§ Study text
--------

Maine Woman Testifies at Senate Alzheimer’s Hearing
According to some estimates it’s the third leading cause of death in the U.S. and, if current trends continue, Alzheimer’s disease could effect as many as 16 million Americans by the year 2050.
During a hearing before the U.S. Senate Aging Committee on Wednesday, U.S. Sen. Susan Collins of Maine, who chairs the committee, said Alzheimer’s is the nation’s costliest disease, with the U.S. spending more than $236 billion on it per year.
The hearing was called to explore how much progress has been made in combating Alzheimer’s since the enactment, in 2011, of the National Alzheimer’s Project Act, co-authored by Collins.
Among those testifying was Polly Bradley, director of adult day services at the Southern Maine Agency on Aging in Scarborough. Bradley says that since 2012, her agency has developed two state-of-the-art adult day centers and shifted to a person-centered medical model designed to be affordable.

--------

§ Record set
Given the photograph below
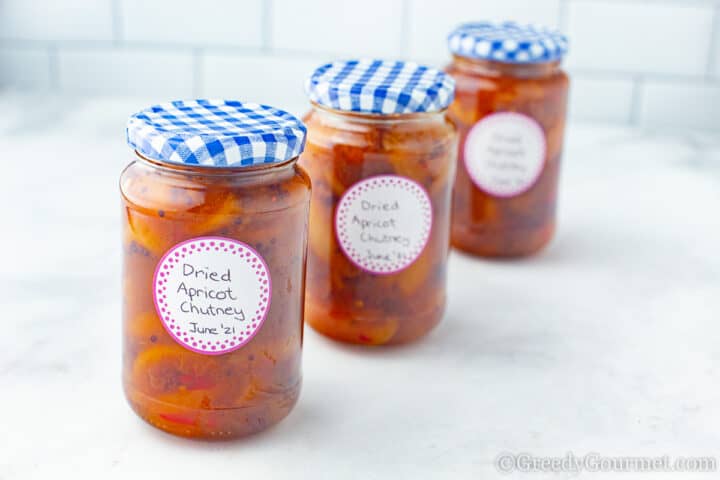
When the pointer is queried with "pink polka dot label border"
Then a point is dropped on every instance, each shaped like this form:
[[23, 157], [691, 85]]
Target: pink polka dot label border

--------

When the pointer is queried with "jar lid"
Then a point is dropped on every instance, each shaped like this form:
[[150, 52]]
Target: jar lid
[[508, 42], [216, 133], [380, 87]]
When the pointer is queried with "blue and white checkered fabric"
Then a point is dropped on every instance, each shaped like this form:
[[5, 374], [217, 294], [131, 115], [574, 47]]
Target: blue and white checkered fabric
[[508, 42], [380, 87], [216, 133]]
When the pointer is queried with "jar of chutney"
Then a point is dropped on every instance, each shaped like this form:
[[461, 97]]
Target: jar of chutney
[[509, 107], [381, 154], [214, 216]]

--------

§ Apply what you read
**1)** Reproduce the article on the Senate Alzheimer's hearing word for word, starting at "Maine Woman Testifies" and ending at "it per year.".
**2)** Pick up the article on the Senate Alzheimer's hearing after its final sentence and write what comes next.

§ Numbered answers
**1)**
Maine Woman Testifies at Senate Alzheimer’s Hearing
According to some estimates it’s the third leading cause of death in the U.S. and, if current trends continue, Alzheimer’s disease could effect as many as 16 million Americans by the year 2050.
During a hearing before the U.S. Senate Aging Committee on Wednesday, U.S. Sen. Susan Collins of Maine, who chairs the committee, said Alzheimer’s is the nation’s costliest disease, with the U.S. spending more than $236 billion on it per year.

**2)**
“Family caregivers tell us that their loved ones are happier,” she says. “They come home from the centers wanting to talk about their day. They refer to our centers as their club, which makes them eager to return. Our program extends to the caregivers because we know that it can be a lonely and depressing journey for all of them.”
Bradley says that, on a more personal note, she was blessed to have spent the last ten years caring for her father, who had frontal lobe dementia and died in December.